Exercise objective.
Copy the records below verbatim, starting at their first line and stopping after the line that contains "xmin=195 ymin=90 xmax=248 ymax=442". Leave out the pictures.

Supplied records.
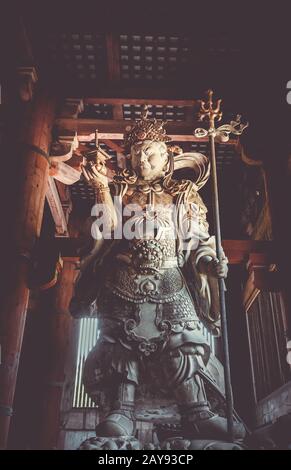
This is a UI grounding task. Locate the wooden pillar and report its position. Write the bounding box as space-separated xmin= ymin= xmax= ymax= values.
xmin=0 ymin=86 xmax=54 ymax=449
xmin=39 ymin=260 xmax=76 ymax=449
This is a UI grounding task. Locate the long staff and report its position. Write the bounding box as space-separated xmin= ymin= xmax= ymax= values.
xmin=195 ymin=90 xmax=248 ymax=442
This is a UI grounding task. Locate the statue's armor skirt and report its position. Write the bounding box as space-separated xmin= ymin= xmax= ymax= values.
xmin=98 ymin=263 xmax=208 ymax=355
xmin=84 ymin=240 xmax=210 ymax=402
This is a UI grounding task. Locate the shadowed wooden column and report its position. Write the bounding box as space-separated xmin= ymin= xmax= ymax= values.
xmin=0 ymin=86 xmax=54 ymax=449
xmin=39 ymin=260 xmax=77 ymax=449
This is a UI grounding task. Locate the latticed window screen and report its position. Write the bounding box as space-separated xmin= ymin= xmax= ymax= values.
xmin=73 ymin=318 xmax=98 ymax=408
xmin=73 ymin=318 xmax=214 ymax=408
xmin=247 ymin=291 xmax=290 ymax=401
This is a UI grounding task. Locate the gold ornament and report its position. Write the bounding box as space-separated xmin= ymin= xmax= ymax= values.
xmin=124 ymin=106 xmax=171 ymax=153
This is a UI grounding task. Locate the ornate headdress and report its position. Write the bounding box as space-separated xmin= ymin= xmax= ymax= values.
xmin=124 ymin=106 xmax=171 ymax=152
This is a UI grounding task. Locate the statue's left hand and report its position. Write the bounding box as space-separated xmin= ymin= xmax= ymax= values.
xmin=207 ymin=258 xmax=228 ymax=279
xmin=199 ymin=256 xmax=228 ymax=279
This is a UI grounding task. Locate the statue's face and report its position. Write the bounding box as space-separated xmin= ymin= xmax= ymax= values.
xmin=131 ymin=140 xmax=168 ymax=181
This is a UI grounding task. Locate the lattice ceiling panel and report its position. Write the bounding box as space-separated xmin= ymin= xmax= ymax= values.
xmin=48 ymin=33 xmax=107 ymax=81
xmin=191 ymin=142 xmax=238 ymax=171
xmin=120 ymin=34 xmax=190 ymax=80
xmin=123 ymin=104 xmax=186 ymax=121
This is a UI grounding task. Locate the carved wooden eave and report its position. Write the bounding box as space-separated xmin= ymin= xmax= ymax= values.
xmin=46 ymin=176 xmax=68 ymax=237
xmin=17 ymin=66 xmax=38 ymax=101
xmin=60 ymin=98 xmax=84 ymax=119
xmin=49 ymin=133 xmax=82 ymax=185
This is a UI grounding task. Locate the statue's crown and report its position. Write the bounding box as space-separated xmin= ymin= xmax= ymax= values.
xmin=124 ymin=105 xmax=171 ymax=152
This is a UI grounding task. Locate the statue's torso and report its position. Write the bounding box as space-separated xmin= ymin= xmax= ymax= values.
xmin=98 ymin=185 xmax=205 ymax=353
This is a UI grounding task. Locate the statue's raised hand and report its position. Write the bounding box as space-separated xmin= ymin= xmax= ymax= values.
xmin=199 ymin=256 xmax=228 ymax=279
xmin=82 ymin=161 xmax=108 ymax=188
xmin=207 ymin=258 xmax=228 ymax=279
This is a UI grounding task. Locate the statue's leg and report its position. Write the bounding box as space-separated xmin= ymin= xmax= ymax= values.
xmin=163 ymin=344 xmax=245 ymax=440
xmin=96 ymin=382 xmax=135 ymax=437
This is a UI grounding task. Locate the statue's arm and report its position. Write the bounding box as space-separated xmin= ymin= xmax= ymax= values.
xmin=190 ymin=190 xmax=228 ymax=278
xmin=82 ymin=162 xmax=117 ymax=232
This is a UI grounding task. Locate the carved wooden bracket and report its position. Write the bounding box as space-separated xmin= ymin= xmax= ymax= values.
xmin=49 ymin=134 xmax=83 ymax=185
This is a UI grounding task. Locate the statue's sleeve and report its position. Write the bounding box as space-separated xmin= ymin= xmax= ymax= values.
xmin=185 ymin=185 xmax=226 ymax=336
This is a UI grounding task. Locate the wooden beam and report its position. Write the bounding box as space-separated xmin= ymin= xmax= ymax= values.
xmin=57 ymin=238 xmax=275 ymax=264
xmin=84 ymin=97 xmax=197 ymax=107
xmin=55 ymin=118 xmax=237 ymax=145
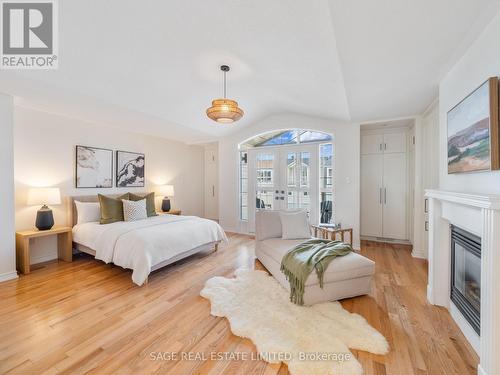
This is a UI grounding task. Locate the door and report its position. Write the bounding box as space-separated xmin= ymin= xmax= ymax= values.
xmin=383 ymin=153 xmax=407 ymax=240
xmin=361 ymin=154 xmax=384 ymax=237
xmin=248 ymin=147 xmax=285 ymax=232
xmin=248 ymin=145 xmax=319 ymax=232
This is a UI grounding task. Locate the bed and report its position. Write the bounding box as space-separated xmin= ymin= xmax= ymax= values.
xmin=70 ymin=195 xmax=227 ymax=285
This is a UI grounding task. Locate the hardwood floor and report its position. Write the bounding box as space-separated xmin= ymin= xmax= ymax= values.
xmin=0 ymin=235 xmax=478 ymax=375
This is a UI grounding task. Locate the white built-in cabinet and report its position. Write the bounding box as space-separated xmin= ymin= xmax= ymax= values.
xmin=361 ymin=129 xmax=408 ymax=240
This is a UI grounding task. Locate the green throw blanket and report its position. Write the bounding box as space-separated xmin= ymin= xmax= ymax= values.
xmin=281 ymin=238 xmax=352 ymax=305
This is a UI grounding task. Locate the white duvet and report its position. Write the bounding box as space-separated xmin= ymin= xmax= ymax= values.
xmin=73 ymin=215 xmax=227 ymax=285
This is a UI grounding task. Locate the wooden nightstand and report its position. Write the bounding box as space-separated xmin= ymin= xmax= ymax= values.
xmin=16 ymin=227 xmax=73 ymax=274
xmin=157 ymin=210 xmax=182 ymax=215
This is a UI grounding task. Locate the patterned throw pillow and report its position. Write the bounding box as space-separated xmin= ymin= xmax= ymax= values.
xmin=122 ymin=199 xmax=148 ymax=221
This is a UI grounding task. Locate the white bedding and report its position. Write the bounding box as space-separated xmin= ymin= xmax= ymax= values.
xmin=73 ymin=215 xmax=227 ymax=285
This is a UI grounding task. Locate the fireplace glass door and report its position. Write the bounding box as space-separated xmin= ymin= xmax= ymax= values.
xmin=451 ymin=226 xmax=481 ymax=333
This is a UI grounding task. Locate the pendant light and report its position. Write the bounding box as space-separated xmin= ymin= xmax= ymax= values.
xmin=207 ymin=65 xmax=243 ymax=124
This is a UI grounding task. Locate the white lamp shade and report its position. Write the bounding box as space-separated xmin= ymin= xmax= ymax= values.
xmin=158 ymin=185 xmax=178 ymax=197
xmin=28 ymin=188 xmax=61 ymax=206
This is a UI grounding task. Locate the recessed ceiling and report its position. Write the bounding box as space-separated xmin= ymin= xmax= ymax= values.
xmin=0 ymin=0 xmax=499 ymax=142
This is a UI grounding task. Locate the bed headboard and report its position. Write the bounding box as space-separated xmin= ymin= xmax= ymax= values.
xmin=69 ymin=192 xmax=148 ymax=227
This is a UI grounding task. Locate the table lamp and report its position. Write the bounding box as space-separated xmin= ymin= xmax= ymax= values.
xmin=28 ymin=188 xmax=61 ymax=230
xmin=158 ymin=185 xmax=178 ymax=212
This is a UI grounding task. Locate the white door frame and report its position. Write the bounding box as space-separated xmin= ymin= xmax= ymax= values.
xmin=247 ymin=142 xmax=320 ymax=232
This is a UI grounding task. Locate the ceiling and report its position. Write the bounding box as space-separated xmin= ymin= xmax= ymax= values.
xmin=0 ymin=0 xmax=500 ymax=142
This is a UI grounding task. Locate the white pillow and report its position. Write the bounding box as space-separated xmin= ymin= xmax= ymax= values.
xmin=75 ymin=201 xmax=101 ymax=224
xmin=280 ymin=211 xmax=311 ymax=240
xmin=122 ymin=199 xmax=148 ymax=221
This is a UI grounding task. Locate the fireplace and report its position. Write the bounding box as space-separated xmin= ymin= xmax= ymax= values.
xmin=451 ymin=225 xmax=481 ymax=335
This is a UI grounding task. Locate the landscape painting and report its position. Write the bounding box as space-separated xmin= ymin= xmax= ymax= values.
xmin=116 ymin=151 xmax=145 ymax=187
xmin=448 ymin=78 xmax=498 ymax=173
xmin=76 ymin=146 xmax=113 ymax=188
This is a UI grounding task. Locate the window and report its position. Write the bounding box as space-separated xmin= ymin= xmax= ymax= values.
xmin=257 ymin=169 xmax=273 ymax=185
xmin=239 ymin=129 xmax=335 ymax=223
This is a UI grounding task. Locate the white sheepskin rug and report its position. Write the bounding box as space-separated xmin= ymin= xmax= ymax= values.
xmin=200 ymin=269 xmax=389 ymax=375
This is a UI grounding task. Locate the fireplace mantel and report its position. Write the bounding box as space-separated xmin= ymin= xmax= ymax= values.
xmin=425 ymin=190 xmax=500 ymax=375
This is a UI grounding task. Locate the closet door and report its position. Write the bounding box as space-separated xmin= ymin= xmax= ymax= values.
xmin=361 ymin=134 xmax=384 ymax=155
xmin=361 ymin=154 xmax=383 ymax=237
xmin=382 ymin=153 xmax=407 ymax=240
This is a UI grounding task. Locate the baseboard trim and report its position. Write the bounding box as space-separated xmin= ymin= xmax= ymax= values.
xmin=360 ymin=236 xmax=412 ymax=245
xmin=30 ymin=253 xmax=57 ymax=265
xmin=411 ymin=250 xmax=427 ymax=259
xmin=0 ymin=271 xmax=19 ymax=283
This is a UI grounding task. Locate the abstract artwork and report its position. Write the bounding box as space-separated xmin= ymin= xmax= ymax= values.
xmin=116 ymin=151 xmax=145 ymax=187
xmin=448 ymin=78 xmax=500 ymax=173
xmin=76 ymin=146 xmax=113 ymax=188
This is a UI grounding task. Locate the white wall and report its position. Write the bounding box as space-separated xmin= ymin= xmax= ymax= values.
xmin=219 ymin=113 xmax=360 ymax=248
xmin=439 ymin=13 xmax=500 ymax=194
xmin=0 ymin=94 xmax=17 ymax=281
xmin=14 ymin=106 xmax=204 ymax=263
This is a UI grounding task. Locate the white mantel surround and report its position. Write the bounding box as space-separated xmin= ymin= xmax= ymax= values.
xmin=425 ymin=190 xmax=500 ymax=375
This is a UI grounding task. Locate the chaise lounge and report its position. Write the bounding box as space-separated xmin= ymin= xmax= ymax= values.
xmin=255 ymin=210 xmax=375 ymax=305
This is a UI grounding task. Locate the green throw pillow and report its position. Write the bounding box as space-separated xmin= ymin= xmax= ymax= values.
xmin=98 ymin=193 xmax=129 ymax=224
xmin=129 ymin=192 xmax=158 ymax=217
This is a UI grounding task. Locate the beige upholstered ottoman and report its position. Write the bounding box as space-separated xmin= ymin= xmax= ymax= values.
xmin=255 ymin=210 xmax=375 ymax=305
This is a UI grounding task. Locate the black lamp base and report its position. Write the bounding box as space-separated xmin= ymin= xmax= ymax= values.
xmin=161 ymin=198 xmax=171 ymax=212
xmin=35 ymin=205 xmax=54 ymax=230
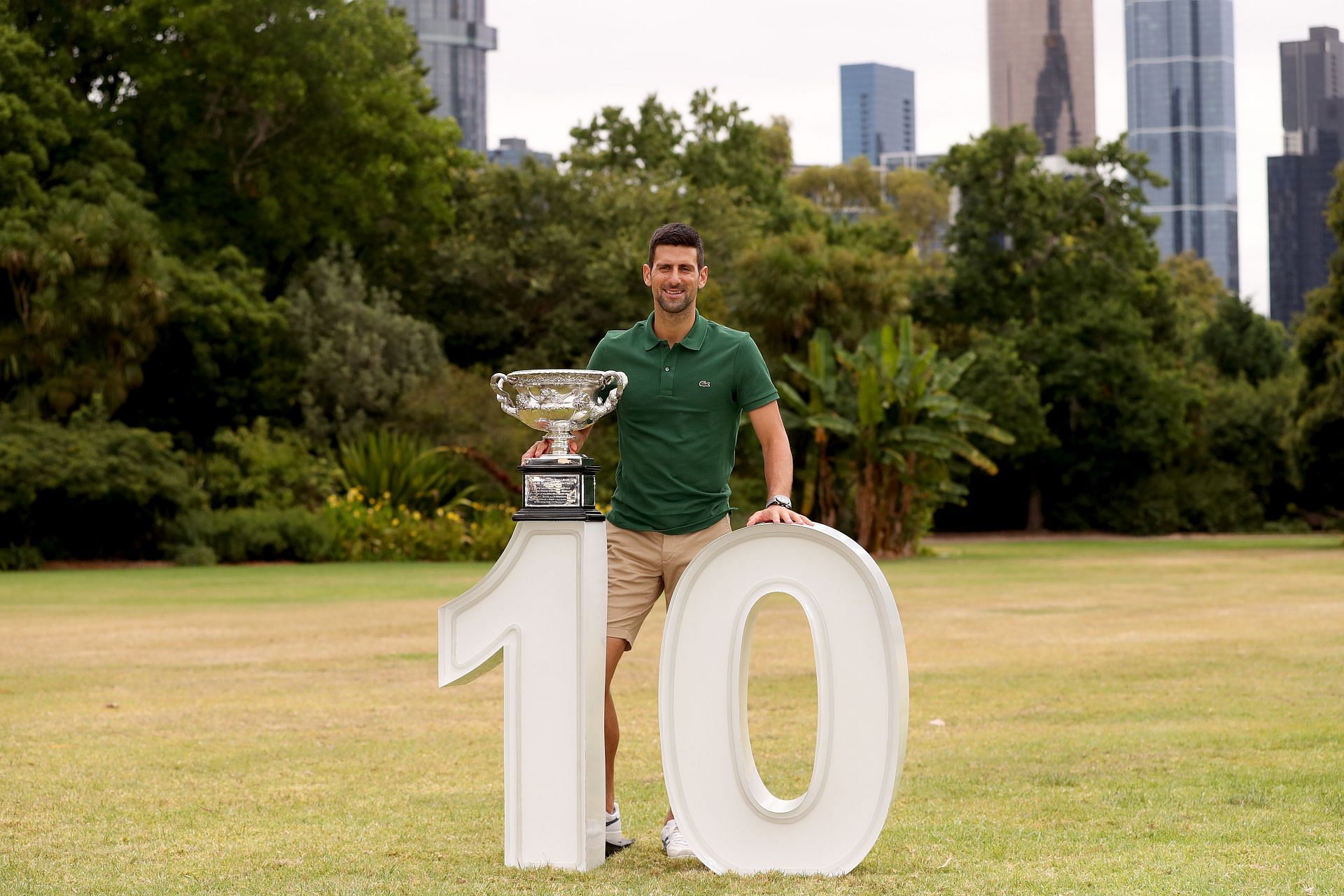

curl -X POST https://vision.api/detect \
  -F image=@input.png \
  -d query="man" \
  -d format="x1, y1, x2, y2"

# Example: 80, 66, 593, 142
523, 224, 812, 858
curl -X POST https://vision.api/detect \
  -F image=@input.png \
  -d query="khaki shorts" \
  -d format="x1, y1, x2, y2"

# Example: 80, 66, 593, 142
606, 517, 732, 650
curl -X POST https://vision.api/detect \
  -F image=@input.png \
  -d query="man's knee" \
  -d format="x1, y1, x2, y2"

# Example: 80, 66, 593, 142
606, 637, 630, 697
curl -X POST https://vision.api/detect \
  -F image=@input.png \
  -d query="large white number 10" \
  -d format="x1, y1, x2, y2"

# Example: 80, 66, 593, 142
440, 523, 909, 874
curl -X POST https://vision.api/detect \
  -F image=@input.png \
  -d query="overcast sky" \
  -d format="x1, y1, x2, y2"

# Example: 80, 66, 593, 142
486, 0, 1344, 312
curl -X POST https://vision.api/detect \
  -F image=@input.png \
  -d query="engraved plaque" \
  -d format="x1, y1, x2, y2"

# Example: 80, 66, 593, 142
523, 474, 583, 507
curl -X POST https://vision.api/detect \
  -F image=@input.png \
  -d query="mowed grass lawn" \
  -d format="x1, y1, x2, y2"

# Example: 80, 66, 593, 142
0, 536, 1344, 895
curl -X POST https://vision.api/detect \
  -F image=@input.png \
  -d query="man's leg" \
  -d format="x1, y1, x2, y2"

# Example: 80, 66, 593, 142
605, 637, 626, 813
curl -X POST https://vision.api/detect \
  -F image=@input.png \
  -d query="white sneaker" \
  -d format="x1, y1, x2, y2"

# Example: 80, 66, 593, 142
606, 804, 634, 855
663, 818, 695, 858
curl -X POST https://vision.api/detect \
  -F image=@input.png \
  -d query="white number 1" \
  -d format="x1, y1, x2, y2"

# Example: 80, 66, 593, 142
438, 523, 606, 871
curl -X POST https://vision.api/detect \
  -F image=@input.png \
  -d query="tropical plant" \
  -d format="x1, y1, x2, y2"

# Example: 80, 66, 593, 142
339, 428, 476, 512
777, 317, 1014, 556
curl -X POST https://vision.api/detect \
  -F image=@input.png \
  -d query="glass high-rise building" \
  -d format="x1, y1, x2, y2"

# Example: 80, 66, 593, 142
391, 0, 497, 153
840, 62, 916, 165
1125, 0, 1238, 291
988, 0, 1097, 156
1268, 28, 1344, 326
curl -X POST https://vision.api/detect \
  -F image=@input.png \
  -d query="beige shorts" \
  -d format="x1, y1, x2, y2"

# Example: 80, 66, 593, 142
606, 517, 732, 650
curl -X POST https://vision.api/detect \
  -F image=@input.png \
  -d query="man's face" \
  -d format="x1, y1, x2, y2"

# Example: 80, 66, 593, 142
644, 246, 710, 314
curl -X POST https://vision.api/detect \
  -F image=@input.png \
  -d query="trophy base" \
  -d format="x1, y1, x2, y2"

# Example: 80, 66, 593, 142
513, 507, 606, 523
513, 454, 606, 523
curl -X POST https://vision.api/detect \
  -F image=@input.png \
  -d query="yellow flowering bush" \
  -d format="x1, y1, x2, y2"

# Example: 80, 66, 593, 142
327, 488, 513, 560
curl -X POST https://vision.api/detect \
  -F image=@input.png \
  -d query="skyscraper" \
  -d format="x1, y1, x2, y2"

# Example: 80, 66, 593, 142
391, 0, 496, 153
1125, 0, 1238, 291
840, 62, 916, 165
988, 0, 1097, 156
1268, 28, 1344, 326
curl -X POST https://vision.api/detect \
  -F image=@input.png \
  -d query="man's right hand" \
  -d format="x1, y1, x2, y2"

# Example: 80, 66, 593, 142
523, 440, 580, 463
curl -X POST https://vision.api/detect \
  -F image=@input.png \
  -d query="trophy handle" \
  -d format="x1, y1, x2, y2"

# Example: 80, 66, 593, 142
491, 373, 517, 418
598, 371, 630, 414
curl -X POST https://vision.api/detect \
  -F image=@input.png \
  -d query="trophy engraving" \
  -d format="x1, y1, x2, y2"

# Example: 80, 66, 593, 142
491, 370, 628, 522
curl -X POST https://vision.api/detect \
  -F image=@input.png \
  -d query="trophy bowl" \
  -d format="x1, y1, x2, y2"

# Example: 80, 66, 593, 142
491, 370, 628, 456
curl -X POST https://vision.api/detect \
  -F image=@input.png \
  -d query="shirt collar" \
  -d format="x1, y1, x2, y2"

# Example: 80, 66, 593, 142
644, 312, 710, 352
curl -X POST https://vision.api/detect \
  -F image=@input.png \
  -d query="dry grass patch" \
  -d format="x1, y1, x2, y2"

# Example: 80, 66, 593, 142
0, 538, 1344, 895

Result.
This is a UI grounding task. Locate the wooden pillar and report its position. Write the bounding box as space-separated xmin= ymin= xmax= ymax= values.
xmin=0 ymin=86 xmax=54 ymax=449
xmin=39 ymin=260 xmax=76 ymax=449
This is a UI grounding task. Locate the long staff and report its position. Write the bounding box as space-separated xmin= ymin= xmax= ymax= values.
xmin=195 ymin=90 xmax=248 ymax=442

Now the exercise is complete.